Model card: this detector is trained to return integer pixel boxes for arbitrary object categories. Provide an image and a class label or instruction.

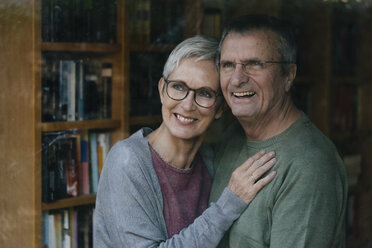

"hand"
[227,151,276,203]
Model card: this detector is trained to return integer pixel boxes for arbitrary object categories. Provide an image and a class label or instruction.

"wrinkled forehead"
[169,57,219,90]
[220,29,280,62]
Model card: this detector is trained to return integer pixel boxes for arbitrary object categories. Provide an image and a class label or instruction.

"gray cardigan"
[93,128,247,248]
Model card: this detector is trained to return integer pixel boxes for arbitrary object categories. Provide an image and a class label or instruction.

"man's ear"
[214,100,228,120]
[158,77,165,104]
[285,64,297,92]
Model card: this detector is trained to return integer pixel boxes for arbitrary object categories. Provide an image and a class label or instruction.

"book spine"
[80,130,90,195]
[89,133,98,193]
[67,61,76,121]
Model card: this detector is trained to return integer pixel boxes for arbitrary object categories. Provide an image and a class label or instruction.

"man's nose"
[230,64,249,86]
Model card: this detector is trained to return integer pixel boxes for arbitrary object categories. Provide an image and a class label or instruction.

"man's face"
[220,30,290,121]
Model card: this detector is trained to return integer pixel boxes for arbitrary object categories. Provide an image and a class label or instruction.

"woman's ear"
[158,77,165,104]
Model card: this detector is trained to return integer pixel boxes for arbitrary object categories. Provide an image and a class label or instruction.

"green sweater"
[210,114,347,248]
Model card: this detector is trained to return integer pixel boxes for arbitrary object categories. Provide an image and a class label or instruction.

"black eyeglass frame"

= = = = =

• Task directions
Copy the records from their very beginning through the line containing "[220,29,280,62]", putting "model" in place of each "detector" and keeping everything else the same. Leave the pictures out.

• Answer to the task
Model card: this model is trained to return integer pixel boxes for arbitrary object categories. Provide an image and a class label or instruction.


"hand"
[227,151,276,203]
Model card: this model is trained to return integer pixel boxes for arbitrary object categories. Provide an image and a class label or instruction.

"wrinkled forehead"
[169,57,219,90]
[220,29,280,62]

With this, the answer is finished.